━━━━━ Supplied material ━━━━━

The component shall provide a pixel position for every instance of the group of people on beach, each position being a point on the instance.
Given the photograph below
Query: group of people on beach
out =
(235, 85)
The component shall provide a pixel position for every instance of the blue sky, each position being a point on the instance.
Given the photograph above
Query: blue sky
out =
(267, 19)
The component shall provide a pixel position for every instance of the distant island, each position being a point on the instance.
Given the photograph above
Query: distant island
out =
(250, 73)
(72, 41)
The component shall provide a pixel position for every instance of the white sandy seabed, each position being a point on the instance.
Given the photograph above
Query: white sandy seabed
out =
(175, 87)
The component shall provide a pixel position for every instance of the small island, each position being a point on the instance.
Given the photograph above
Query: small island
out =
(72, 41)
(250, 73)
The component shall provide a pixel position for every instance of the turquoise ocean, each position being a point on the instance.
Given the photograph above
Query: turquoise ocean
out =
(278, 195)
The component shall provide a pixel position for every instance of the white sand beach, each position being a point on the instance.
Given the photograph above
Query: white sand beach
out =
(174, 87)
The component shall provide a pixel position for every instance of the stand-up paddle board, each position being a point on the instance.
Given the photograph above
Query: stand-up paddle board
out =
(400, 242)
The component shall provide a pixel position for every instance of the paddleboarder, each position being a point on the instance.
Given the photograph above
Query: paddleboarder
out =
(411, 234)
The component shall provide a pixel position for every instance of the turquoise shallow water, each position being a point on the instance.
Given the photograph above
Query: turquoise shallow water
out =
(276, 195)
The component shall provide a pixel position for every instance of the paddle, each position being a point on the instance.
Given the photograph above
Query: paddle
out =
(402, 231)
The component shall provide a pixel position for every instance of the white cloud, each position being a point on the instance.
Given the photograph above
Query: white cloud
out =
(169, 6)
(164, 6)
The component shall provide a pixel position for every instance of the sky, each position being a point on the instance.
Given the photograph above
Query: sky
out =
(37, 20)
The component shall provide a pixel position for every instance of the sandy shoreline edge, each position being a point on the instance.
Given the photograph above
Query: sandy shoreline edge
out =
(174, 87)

━━━━━

Work task → Repeat only the lines running from the line that contains "Query: stand-up paddle board" through the last line above, inclusive.

Response area →
Query: stand-up paddle board
out =
(400, 242)
The component shall provide a pixel position for every instance of the paddleboarder, each position being a point on the instance.
Given the photograph above
Query: paddleboarder
out =
(411, 234)
The component shall provide a pixel position for every instance of the turquoise shallow water, each position being a point on the instance.
Given the photograph above
Query: turquoise shallow water
out =
(276, 195)
The component shall provide a pixel position for every instance of the paddle, each position being a point on the instance.
Given the photograph above
Query: paddle
out =
(402, 231)
The component shall provide a pixel position for every instance of the white cloud, each position being a point on the instance.
Given the photograph above
Query: white cloud
out =
(169, 6)
(164, 6)
The component shall provide a pixel position for every instance of the sky, each position being a point on the instance.
Given the photograph above
Query: sky
out =
(37, 20)
The component shall provide a pixel position for every instance of the sandy shoreline edge, each position being a point on the instance.
Given the photograph above
Query: sandy shoreline edge
out =
(174, 87)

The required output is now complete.